The heton velocity field perturbs the filament, destabilises it, and causes it to break up into a series of billows. As the heton moves towards and along the filament, the induced flow field constantly changes, and this has an impact on the development of the filament instability. The billows are not equally spaced, nor are they similar in shape and size. However, we see that two to three billows form. Notably, a monochromatic mode with wavenumber $k=3$ corresponds to a dimensionless wavenumber $ka=0.75$, which is close to the value $ka=0.729$ associated with the fastest growing mode on an isolated filament. The heton however does not predominantly excite $k=3$, but rather $k=1$, as shown by the spectral analysis presented in Figure 6. After a short period of time, $k=2$ becomes dominant, which may be due to the faster linear growth rate of $k=2$ compared to $k=1$, but also may in part be due to the constantly changing perturbation induced by the heton and nonlinear interactions. The mode $k=3$ never catches up, despite it being most unstable for an isolated filament. The validity of linear theory breaks down before $k=3$ has a chance to grow appreciably.

□ □ □ □ □ □ □

**Written instruction:** Write the next part of the passage about how the heton's flow breaks the filament into billows, starting right after its last sentence.

(Records)

□ □ □ □ □ □ □

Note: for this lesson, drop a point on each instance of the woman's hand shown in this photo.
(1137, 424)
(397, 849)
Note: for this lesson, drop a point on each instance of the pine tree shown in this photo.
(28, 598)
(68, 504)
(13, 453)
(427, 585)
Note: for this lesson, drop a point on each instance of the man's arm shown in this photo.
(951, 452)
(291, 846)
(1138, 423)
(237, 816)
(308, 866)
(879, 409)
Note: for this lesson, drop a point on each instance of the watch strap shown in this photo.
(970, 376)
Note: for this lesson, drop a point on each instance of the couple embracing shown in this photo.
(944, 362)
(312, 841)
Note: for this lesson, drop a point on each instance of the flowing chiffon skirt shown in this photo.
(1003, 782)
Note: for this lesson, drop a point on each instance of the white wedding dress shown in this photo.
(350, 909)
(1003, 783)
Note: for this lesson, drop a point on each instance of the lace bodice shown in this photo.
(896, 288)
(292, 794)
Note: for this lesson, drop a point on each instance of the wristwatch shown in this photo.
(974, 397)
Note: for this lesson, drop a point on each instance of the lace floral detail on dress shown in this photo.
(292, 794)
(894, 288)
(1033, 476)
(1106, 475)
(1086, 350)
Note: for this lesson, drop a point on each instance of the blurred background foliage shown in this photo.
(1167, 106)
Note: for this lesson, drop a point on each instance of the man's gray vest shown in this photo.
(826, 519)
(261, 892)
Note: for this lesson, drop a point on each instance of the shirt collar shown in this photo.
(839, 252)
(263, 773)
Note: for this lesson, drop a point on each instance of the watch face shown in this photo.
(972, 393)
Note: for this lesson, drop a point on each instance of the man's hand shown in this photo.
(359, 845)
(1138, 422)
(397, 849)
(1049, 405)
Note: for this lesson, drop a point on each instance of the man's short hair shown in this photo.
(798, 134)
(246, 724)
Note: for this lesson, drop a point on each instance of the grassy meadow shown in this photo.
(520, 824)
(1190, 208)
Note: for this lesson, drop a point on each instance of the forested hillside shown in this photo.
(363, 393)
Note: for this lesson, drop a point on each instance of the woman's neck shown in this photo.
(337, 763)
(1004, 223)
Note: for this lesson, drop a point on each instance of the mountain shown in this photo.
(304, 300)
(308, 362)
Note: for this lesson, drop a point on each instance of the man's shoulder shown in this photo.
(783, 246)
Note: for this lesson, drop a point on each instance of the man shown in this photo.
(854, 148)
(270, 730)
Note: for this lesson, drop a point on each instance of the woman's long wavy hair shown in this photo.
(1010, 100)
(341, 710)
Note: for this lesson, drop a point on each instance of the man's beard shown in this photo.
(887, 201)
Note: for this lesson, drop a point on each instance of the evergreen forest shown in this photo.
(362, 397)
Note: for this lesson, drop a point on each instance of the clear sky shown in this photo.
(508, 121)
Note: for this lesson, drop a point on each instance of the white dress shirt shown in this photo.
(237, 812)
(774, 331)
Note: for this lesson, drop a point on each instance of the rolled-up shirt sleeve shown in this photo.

□ □ □ □ □ □ □

**Result for this exercise:**
At later times, the surface buoyancy field becomes more turbulent though the main billows persist, and continue interacting with the vortices below. Many fine-scale features appear on the surface, characteristic of surface QG turbulence [21]. Note that the earlier evolution is only weakly affected by the periodic boundary conditions imposed on the flow, as shown in the Appendix A. Periodic images of the heton have little impact on the way in which the heton approaches and destabilises the filament.

We next examine more widely the influence of the initial flow geometry on the development of the flow. We first focus on the effect of increasing $\delta$, the vertical separation between the two vortices of the heton. Recall that the translation velocity $u_t$ of a pair of point vortices of opposite strengths $\pm \kappa$ is given by:

$$u_t=\kappa {\displaystyle \frac{d_h}{d^3}},$$

(13)

where $d_h$ is the horizontal distance between the point vortices and $d=\sqrt{d_h^2+{\delta }^2}$ is the full three-dimensional distance between them. This means that for a given $d_h$, increasing d decreases the interaction between the vortices, and therefore decreases their translation velocity. However, in the presence of a surface filament, increasing the vertical offset also increases the difference in velocity $v_1-v_2$ induced by the filament on the vortices, and consequently increases the horizontal offset $d_h$. This in turn increases the translation velocity, at least for $d_h<\delta /\sqrt{2}$. The dependence of $u_t$ on $d_h$ and $\delta$ is summarised in Figure 7.

Results for the case $2.1$, where $\delta =2h_v$ is doubled relative to case 1 while keeping all other parameters the same, are presented in Figure 8. The main difference is that here the vortices of the heton separate more rapidly, as anticipated. The time evolution of $d_h$ is presented in Figure 9 and compared to case 1 (red and black curves). The wider separation initially speeds up the vortices until this is compensated by the growth in three dimensional distance d. The net effect is that the dipole approaches the filament more slowly in this case.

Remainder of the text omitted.